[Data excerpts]
◇ ◇ ◇ ◇ ◇

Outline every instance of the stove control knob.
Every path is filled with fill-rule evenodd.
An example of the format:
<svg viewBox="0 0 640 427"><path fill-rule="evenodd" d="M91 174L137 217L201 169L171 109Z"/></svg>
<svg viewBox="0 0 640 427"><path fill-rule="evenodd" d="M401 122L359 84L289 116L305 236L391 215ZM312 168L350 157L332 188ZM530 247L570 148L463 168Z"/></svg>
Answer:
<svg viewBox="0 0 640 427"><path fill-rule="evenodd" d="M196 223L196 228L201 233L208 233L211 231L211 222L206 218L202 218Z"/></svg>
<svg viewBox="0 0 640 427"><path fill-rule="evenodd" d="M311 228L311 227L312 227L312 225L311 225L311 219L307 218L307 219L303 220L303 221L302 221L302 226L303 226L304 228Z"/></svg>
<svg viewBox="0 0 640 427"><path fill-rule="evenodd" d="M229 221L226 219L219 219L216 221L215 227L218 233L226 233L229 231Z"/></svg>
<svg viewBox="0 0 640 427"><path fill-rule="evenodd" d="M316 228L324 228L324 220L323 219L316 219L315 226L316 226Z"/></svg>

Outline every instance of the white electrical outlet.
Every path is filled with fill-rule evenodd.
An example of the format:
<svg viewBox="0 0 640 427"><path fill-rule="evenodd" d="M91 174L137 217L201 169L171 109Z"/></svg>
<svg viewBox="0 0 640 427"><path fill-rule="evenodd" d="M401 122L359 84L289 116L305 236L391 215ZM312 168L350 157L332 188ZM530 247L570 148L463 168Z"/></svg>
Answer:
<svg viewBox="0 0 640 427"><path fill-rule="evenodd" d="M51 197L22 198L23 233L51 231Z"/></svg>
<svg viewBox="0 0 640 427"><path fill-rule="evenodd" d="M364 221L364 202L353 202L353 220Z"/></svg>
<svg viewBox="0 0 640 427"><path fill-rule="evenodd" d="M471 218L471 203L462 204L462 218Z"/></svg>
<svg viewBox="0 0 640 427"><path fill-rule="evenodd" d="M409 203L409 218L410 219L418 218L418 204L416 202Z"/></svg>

◇ ◇ ◇ ◇ ◇

The task: For each line of the data that has the word "instance", report that line.

Problem solution:
Outline every instance of the stove control knob.
Outline every instance of the white electrical outlet.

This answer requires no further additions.